| Kısa Alıştırma 1 |
İnkıraz yazısında "Hep mi fırıldak?!" sözlerinden başlayıp aşağıya doğru "diye okumak mümkün." sözlerine kadar uzanan her şeyi yeniden yazın.
| Kısa Alıştırma 2 |
İnkıraz yazısında "inkıraz" sözcüğünün karşılığı olarak verilen anlamların hepsini sıralayın.

| Metin Bölümü |
27 Temmuz 2017 Perşembe

İnkıraz?!

İnkıraz?!

(ya da Akrep'in yaptığını istihbarat neden kendine yapar?!)

"Yaşam geriye bakarak anlaşılır, ileriye bakarak yaşanır." 
J. Keth Moorehad
(inkıraz
isim (inkıra:zı) eskimiş Arapça inḳirāż
isim Batma, dağılma, çöküş, yok olma, son bulma
"Taksim, hicret ve inkırazla harp arasında bırakıldık." - F. R. Atay)
...
DURUM
Haber şu:
Türkiye gazetesinden Fethullah Gülen’e destek
FETÖ Lideri Fethullah Gülen'in "15 Temmuz'u Atatürkçüler, ulusalcılar yapmış olabilir" sözlerine destek Türkiye gazetesinden geldi
http://odatv.com/turkiye-gazetesinden-fethullah-gulene-destek-2607171200.html
(...)
Yorum şu:
Sıfır Profil analiz.
Matruşka BOP operasyonunda final hamlesi.
İstihbari darbe.
Basit soru:
İstihbaratçı, istihbaratçı'yı ısırmaz mı?!
Hep mi fırıldak?!
TSK ile oynamaya, üzerinden fırıldak çevirmeye doymadınız mı?!
Nüans?!
Türkiye Gazetesi'ni ve/veya İHA'yı "İngiliz Haber Ajansı" diye okumak mümkün.
Odatv'yi ise MİT'in devrimci Alman kanadı, derininde ise Alaman cihad İslamcı ortaklığı diye kod'lamak mümkün.
İstihbarat, BOP'ta, ulusalcıları, 28 Şubatçıları, Erdoğan ile Gül arasında pay etti, sabah'tan akşam'a fırıldak çevirdi.
Silivri kumpas'ı.
Almanlar, Zapsu üzerinden Erdoğan'ı aldı, İngiliz ulusalcılarınıın üzerine sürdü.
Final sahnesinde de, İngilizler aynı Erdoğan'ı alıp Almanlar'ın, AB'nin üzerine sürüyor.
Bu mudur büyük siyaset?!
Türkiye'de siyaset neden hep böyle yapılıyor?!
İstihbarat'ın derinliklerinde saklanan cihad Alaman İslamcılar da, İngiliz & Fransız network'ü tarafından yönlendirildikleri için Atatürkçüler'den, laik'lerden nefret ederler ama basit şu soruya cevap veremezler:
Sizlerin İngiliz ulusalcılarından, İngiliz Müslümanlar'ından ne farkınız var?!
Ha Hasan kel ha kel Hasan!

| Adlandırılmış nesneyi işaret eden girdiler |
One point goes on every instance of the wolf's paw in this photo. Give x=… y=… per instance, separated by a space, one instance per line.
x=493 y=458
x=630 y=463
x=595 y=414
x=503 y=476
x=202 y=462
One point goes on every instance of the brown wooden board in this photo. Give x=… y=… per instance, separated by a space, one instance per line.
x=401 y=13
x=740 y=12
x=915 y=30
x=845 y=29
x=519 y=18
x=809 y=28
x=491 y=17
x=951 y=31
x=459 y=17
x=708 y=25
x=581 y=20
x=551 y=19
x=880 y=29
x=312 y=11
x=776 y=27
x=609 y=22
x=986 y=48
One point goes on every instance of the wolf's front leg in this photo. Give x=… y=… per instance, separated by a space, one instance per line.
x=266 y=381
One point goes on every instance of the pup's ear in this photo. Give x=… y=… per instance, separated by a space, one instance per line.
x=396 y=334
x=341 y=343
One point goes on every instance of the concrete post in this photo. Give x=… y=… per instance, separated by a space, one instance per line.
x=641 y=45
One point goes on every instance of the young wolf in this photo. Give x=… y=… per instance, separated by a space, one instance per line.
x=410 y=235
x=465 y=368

| Doğru Çıktı 1 |
Hep mi fırıldak?!
TSK ile oynamaya, üzerinden fırıldak çevirmeye doymadınız mı?!
Nüans?!
Türkiye Gazetesi'ni ve/veya İHA'yı "İngiliz Haber Ajansı" diye okumak mümkün.

| Doğru Çıktı 2 |
Batma, dağılma, çöküş, yok olma, son bulma